What needs to be done
Retype all of the entries word for word.

─── Dataset excerpts

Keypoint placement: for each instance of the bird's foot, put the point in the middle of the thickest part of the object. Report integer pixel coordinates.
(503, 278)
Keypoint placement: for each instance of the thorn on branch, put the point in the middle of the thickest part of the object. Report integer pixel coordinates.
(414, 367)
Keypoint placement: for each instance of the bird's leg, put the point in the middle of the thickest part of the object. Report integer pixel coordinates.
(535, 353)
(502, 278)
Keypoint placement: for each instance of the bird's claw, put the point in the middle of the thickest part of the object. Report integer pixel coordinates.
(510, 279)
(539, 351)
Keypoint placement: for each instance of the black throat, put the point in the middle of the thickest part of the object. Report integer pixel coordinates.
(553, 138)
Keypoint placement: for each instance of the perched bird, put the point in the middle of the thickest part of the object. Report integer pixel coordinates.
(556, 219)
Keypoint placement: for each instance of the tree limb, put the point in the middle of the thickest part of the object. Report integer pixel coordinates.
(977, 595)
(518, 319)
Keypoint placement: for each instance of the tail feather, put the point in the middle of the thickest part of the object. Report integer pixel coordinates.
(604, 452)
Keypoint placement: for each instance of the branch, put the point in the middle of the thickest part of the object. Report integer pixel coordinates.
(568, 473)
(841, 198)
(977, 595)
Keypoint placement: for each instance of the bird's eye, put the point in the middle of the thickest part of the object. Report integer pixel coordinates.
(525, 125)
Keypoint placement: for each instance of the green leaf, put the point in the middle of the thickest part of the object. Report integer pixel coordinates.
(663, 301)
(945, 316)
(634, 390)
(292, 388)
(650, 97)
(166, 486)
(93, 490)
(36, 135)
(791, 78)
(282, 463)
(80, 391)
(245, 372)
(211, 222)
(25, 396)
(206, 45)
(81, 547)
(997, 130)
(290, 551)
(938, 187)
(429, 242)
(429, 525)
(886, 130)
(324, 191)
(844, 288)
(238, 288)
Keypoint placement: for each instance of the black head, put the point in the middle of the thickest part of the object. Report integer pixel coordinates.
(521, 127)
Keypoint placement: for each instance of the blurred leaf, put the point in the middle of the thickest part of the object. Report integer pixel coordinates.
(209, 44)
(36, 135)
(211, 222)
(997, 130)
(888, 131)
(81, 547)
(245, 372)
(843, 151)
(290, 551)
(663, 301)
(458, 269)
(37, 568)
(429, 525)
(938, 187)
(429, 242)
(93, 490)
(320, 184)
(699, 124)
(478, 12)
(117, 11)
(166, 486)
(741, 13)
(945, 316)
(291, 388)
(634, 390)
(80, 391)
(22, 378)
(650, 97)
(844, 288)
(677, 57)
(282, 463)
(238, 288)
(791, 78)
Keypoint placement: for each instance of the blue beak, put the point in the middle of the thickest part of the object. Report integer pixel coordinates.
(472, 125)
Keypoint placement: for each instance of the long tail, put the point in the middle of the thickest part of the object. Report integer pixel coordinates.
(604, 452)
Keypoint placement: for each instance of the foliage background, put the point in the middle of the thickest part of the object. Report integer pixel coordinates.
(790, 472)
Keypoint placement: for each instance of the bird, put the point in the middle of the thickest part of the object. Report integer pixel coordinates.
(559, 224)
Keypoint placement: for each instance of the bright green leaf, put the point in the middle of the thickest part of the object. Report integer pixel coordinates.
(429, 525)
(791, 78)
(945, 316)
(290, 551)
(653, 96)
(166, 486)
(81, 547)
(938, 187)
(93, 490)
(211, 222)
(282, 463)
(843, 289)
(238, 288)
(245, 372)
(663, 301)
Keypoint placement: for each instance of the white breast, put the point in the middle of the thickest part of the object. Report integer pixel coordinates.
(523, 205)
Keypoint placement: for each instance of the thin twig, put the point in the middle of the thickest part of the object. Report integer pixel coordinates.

──────

Exercise solution
Keypoint placement: for each instance of the bird's foot, put the point in the middle of the thickest part of the object. Report integer pixel coordinates.
(503, 278)
Keypoint placement: for each instance of the thorn on branch, put the point in the middle of the thickest part of the object. Report integer pixel coordinates.
(414, 367)
Keypoint placement: for each instance of the bird's leg, put the point in the middle of the thickest part of the object. Report integer pixel coordinates.
(535, 353)
(502, 278)
Keypoint placement: for each instance of the bird's claw, put the point in the middle of the thickest part of the object. Report integer pixel coordinates.
(510, 279)
(539, 351)
Keypoint placement: for each instance of the black throat, put the point in the middle of the thickest part of the object. Report integer pixel coordinates.
(553, 138)
Keypoint placement: for each instance of the perched bird, put the point in the middle of the thickest part of the object. Report integer pixel coordinates.
(556, 219)
Keypoint placement: for each instance of the tree limb, put the point in the middle of the thickest part of the object. Report integer pixel coordinates.
(977, 595)
(518, 319)
Keypoint placement: for each instance of the tail feather, put the point in the middle of the thickest part of the object. Report integer pixel coordinates.
(604, 452)
Keypoint placement: for each instance of the branch, put the point in the middle of the thickest part of the object. Report integer pixel coordinates.
(568, 473)
(841, 198)
(977, 595)
Keypoint placement: for each instance of the bird's eye, put the point in the middle of the thickest part of the object. Report integer pixel coordinates.
(525, 125)
Keypoint placement: for each instance of the green leaf, put the point in the middle of the thickest part of the object. Report integer pixel coordinates.
(663, 301)
(945, 316)
(634, 390)
(292, 388)
(650, 97)
(166, 486)
(93, 490)
(36, 135)
(791, 78)
(282, 463)
(80, 391)
(245, 372)
(211, 222)
(25, 396)
(206, 45)
(81, 547)
(997, 130)
(290, 551)
(938, 187)
(429, 242)
(429, 525)
(886, 130)
(324, 191)
(844, 288)
(238, 288)
Keypoint placement: for each instance of the black head, put the point in the middle of the thickest part of the object. Report integer pixel coordinates.
(521, 127)
Keypoint placement: for each instance of the blurred leaf, put the point in the middle of the thickest part of the object. Report integer pixel coordinates.
(209, 44)
(36, 135)
(211, 222)
(997, 130)
(888, 131)
(81, 547)
(245, 372)
(843, 151)
(290, 551)
(663, 301)
(458, 269)
(37, 568)
(429, 525)
(938, 187)
(429, 242)
(93, 490)
(320, 184)
(699, 124)
(478, 12)
(117, 11)
(166, 486)
(741, 13)
(945, 316)
(291, 388)
(634, 390)
(80, 391)
(22, 378)
(650, 97)
(844, 288)
(677, 57)
(282, 463)
(238, 288)
(791, 78)
Keypoint placement: for each instance of the blue beak, put the point in the middle of the thickest part of the object. Report integer pixel coordinates.
(472, 125)
Keypoint placement: for each instance of the long tail, put the point in the middle of the thickest part of the object. Report integer pixel coordinates.
(604, 452)
Keypoint placement: for each instance of the foliage background, put the point in the middle of the thickest part of the object. Report integer pixel coordinates.
(790, 472)
Keypoint placement: for each instance of the bird, put the point in the middle of the thickest part of the object. Report integer pixel coordinates.
(559, 224)
Keypoint placement: for each instance of the bright green leaf, put the point in the middle of the thickest part of the object. Report integer pixel coordinates.
(429, 525)
(791, 78)
(945, 316)
(290, 551)
(653, 96)
(166, 486)
(81, 547)
(938, 187)
(93, 490)
(211, 222)
(282, 463)
(843, 289)
(238, 288)
(245, 372)
(663, 301)
Keypoint placement: for each instance of the white breast, put the point in the middle of the thickest part of the object. Report integer pixel coordinates.
(523, 205)
Keypoint placement: for each instance of the thin twig, put the point in the middle of the thickest part of the object. Report integer pixel coordinates.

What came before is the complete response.